▶ _WHAT THIS TASK INVOLVES_
Would you retype all of these records exactly?

▶ _INPUT FOR THIS TASK_
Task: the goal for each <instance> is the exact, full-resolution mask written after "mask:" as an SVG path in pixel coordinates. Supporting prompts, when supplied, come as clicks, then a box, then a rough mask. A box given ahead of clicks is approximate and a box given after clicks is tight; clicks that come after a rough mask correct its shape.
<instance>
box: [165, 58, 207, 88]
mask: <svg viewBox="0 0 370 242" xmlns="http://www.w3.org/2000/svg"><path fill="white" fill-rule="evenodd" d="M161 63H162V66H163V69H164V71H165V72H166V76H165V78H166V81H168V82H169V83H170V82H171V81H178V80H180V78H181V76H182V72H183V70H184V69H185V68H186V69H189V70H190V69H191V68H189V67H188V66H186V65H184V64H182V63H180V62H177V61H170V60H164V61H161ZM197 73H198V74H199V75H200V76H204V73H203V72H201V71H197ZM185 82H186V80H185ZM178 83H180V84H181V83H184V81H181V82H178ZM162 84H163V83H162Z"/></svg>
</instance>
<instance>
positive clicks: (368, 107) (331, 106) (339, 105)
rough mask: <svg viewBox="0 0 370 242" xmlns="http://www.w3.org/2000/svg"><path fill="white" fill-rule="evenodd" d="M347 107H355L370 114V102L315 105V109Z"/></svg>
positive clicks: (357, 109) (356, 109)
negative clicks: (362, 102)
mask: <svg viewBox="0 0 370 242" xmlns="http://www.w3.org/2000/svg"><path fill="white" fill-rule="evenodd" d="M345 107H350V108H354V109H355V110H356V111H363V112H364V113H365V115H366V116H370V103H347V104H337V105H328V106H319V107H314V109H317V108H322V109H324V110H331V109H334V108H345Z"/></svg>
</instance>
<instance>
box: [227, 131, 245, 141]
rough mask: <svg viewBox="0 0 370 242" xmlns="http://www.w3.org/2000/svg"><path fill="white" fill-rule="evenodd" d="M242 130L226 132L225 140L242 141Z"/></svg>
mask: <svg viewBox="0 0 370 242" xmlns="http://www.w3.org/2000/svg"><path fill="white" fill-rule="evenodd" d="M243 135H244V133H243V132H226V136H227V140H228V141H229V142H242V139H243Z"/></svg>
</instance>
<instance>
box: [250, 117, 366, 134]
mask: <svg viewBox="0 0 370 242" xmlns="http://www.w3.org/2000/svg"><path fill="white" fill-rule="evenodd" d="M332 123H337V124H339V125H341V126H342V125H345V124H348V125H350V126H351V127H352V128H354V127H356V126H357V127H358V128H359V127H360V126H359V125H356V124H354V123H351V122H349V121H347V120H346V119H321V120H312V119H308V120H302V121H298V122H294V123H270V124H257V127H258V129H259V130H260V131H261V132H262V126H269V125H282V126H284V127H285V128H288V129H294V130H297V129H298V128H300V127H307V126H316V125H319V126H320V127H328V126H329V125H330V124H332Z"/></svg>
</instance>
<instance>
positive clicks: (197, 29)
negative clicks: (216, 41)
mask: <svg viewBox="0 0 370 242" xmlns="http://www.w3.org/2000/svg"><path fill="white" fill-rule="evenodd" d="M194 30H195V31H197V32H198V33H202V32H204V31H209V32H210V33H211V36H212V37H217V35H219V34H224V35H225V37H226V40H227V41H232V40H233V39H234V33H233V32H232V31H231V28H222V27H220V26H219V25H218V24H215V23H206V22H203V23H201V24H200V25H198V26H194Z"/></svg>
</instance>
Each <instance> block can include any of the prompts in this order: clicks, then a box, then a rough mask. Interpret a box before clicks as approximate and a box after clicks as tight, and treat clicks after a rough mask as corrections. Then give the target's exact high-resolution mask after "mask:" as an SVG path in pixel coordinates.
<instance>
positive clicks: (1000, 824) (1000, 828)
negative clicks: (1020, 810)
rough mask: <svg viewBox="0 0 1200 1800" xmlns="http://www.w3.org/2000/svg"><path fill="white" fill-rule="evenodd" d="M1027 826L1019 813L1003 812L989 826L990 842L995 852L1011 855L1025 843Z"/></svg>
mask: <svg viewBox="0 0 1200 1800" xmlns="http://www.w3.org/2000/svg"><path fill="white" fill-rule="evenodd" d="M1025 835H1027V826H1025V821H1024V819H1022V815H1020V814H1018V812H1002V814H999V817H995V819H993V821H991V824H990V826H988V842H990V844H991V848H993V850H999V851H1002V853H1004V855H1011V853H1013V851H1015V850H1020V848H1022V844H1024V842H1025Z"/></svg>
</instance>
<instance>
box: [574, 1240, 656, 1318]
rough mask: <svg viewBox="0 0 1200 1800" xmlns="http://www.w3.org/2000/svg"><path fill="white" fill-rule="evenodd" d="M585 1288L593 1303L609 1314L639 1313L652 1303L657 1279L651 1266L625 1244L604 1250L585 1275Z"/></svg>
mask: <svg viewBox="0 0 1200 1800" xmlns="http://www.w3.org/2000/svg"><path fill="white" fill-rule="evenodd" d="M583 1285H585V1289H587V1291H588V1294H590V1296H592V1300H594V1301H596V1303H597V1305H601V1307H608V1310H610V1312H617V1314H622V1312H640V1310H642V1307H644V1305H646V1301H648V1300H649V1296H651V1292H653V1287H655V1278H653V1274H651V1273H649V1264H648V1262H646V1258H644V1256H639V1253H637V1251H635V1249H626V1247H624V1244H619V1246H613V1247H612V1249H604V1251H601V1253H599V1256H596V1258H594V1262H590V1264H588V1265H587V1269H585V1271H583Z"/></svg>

▶ _EXERCISE ANSWER_
Task: the goal for each <instance> is the exact, full-resolution mask written after "mask:" as an SVG path in pixel coordinates. Supporting prompts, when supplied, come as clicks, then a box, then a rough mask. A box given ahead of clicks is approximate and a box given after clicks is tight; clicks that come after a rough mask correct its shape.
<instance>
box: [165, 58, 207, 88]
mask: <svg viewBox="0 0 370 242" xmlns="http://www.w3.org/2000/svg"><path fill="white" fill-rule="evenodd" d="M161 63H162V66H163V69H164V71H165V72H166V76H165V78H166V81H168V82H169V83H170V82H171V81H178V80H180V78H181V76H182V72H183V70H184V69H185V68H186V69H189V70H190V69H191V68H189V67H188V66H186V65H184V64H182V63H180V62H177V61H170V60H164V61H161ZM197 73H198V74H199V75H200V76H204V73H203V72H201V71H197ZM185 82H186V80H185ZM178 83H180V84H181V83H184V81H181V82H178ZM162 84H163V83H162Z"/></svg>
</instance>
<instance>
positive clicks: (368, 107) (331, 106) (339, 105)
rough mask: <svg viewBox="0 0 370 242" xmlns="http://www.w3.org/2000/svg"><path fill="white" fill-rule="evenodd" d="M347 107H355L370 114V102L315 105V109Z"/></svg>
positive clicks: (357, 109) (356, 109)
negative clicks: (362, 102)
mask: <svg viewBox="0 0 370 242" xmlns="http://www.w3.org/2000/svg"><path fill="white" fill-rule="evenodd" d="M345 107H350V108H354V109H355V110H356V111H363V112H364V113H365V115H366V116H370V103H347V104H337V105H328V106H319V107H314V109H317V108H322V109H324V110H331V109H334V108H345Z"/></svg>
</instance>
<instance>
box: [227, 131, 245, 141]
rough mask: <svg viewBox="0 0 370 242" xmlns="http://www.w3.org/2000/svg"><path fill="white" fill-rule="evenodd" d="M242 130L226 132L225 140L242 141Z"/></svg>
mask: <svg viewBox="0 0 370 242" xmlns="http://www.w3.org/2000/svg"><path fill="white" fill-rule="evenodd" d="M243 135H244V133H243V132H226V136H227V140H228V141H229V142H242V139H243Z"/></svg>
</instance>
<instance>
box: [250, 117, 366, 134]
mask: <svg viewBox="0 0 370 242" xmlns="http://www.w3.org/2000/svg"><path fill="white" fill-rule="evenodd" d="M332 123H337V124H339V125H341V126H342V125H345V124H348V125H350V126H351V127H352V128H354V127H356V126H357V127H358V128H359V127H360V126H359V125H356V124H354V123H351V122H349V121H347V120H346V119H321V120H312V119H308V120H302V121H298V122H294V123H270V124H257V127H258V129H259V130H260V131H261V132H262V126H269V125H282V126H284V127H285V128H288V129H294V130H297V129H298V128H300V127H307V126H316V125H319V126H320V127H328V126H329V125H330V124H332Z"/></svg>
</instance>
<instance>
positive clicks: (197, 29)
negative clicks: (216, 41)
mask: <svg viewBox="0 0 370 242" xmlns="http://www.w3.org/2000/svg"><path fill="white" fill-rule="evenodd" d="M194 30H195V31H197V32H198V33H202V32H204V31H209V32H210V33H211V36H212V37H217V35H219V34H224V35H225V37H226V40H227V41H232V40H233V39H234V33H233V32H232V31H231V28H222V27H220V26H219V25H218V24H215V23H206V22H203V23H201V24H200V25H198V26H194Z"/></svg>
</instance>
Each <instance> block can include any of the prompts in this order: clicks, then a box, then a rough mask. Interpret a box before clicks as approximate and a box after clicks as tight, and treat clicks after a rough mask as corrections. Then give the target's exact high-resolution mask after "mask:" as an SVG path in pixel coordinates.
<instance>
positive clicks: (1000, 824) (1000, 828)
negative clicks: (1020, 810)
rough mask: <svg viewBox="0 0 1200 1800" xmlns="http://www.w3.org/2000/svg"><path fill="white" fill-rule="evenodd" d="M1027 826L1019 813L1003 812L989 826L990 842L995 852L1011 855L1025 843Z"/></svg>
mask: <svg viewBox="0 0 1200 1800" xmlns="http://www.w3.org/2000/svg"><path fill="white" fill-rule="evenodd" d="M1025 835H1027V826H1025V821H1024V819H1022V815H1020V814H1018V812H1002V814H999V817H995V819H993V821H991V824H990V826H988V842H990V844H991V848H993V850H999V851H1002V853H1004V855H1011V853H1013V851H1015V850H1020V848H1022V844H1024V842H1025Z"/></svg>
</instance>
<instance>
box: [574, 1240, 656, 1318]
rough mask: <svg viewBox="0 0 1200 1800" xmlns="http://www.w3.org/2000/svg"><path fill="white" fill-rule="evenodd" d="M585 1288L593 1303L609 1314L639 1313L652 1303L657 1279L651 1266L625 1244L604 1250L585 1275Z"/></svg>
mask: <svg viewBox="0 0 1200 1800" xmlns="http://www.w3.org/2000/svg"><path fill="white" fill-rule="evenodd" d="M583 1285H585V1289H587V1291H588V1294H590V1296H592V1300H594V1301H596V1303H597V1305H601V1307H608V1310H610V1312H617V1314H622V1312H640V1310H642V1307H644V1305H646V1301H648V1300H649V1296H651V1292H653V1287H655V1278H653V1274H651V1273H649V1264H648V1262H646V1258H644V1256H639V1253H637V1251H635V1249H626V1247H624V1244H619V1246H613V1247H612V1249H604V1251H601V1253H599V1256H596V1258H594V1262H590V1264H588V1265H587V1269H585V1271H583Z"/></svg>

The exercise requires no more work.